INPUT RECORDS:
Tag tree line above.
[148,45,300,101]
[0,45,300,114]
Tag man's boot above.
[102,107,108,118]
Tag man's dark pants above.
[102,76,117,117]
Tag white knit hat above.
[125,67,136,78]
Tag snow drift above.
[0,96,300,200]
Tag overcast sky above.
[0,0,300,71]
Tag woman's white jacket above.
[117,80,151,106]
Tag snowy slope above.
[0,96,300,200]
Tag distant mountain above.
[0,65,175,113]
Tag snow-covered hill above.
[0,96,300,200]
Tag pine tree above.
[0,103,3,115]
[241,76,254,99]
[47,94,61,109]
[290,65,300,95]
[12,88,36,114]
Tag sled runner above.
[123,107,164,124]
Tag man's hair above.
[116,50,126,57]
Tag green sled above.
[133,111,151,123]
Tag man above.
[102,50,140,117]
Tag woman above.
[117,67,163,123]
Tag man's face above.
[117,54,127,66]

PROBLEM TO WORK ON:
Return every line from the one holding "Tag man's boot above." through the end of the data, exactly as it appears, with both ends kept and nothing else.

FINAL ANSWER:
Tag man's boot above.
[102,107,108,118]
Tag man's dark pants above.
[102,76,117,117]
Tag white knit hat above.
[125,67,136,78]
Tag snow drift above.
[0,96,300,200]
Tag overcast sky above.
[0,0,300,71]
Tag woman's white jacket above.
[117,80,151,106]
Tag snowy slope above.
[0,96,300,200]
Tag distant mountain above.
[0,65,175,113]
Tag snow-covered hill above.
[0,96,300,200]
Tag pine tree above.
[0,103,3,115]
[241,76,254,99]
[47,94,61,109]
[290,65,300,95]
[12,88,36,114]
Tag sled runner above.
[123,107,164,124]
Tag man's hair above.
[116,50,126,57]
Tag green sled above.
[133,111,151,123]
Tag man above.
[102,50,140,117]
Tag woman above.
[117,67,163,123]
Tag man's face above.
[117,54,127,66]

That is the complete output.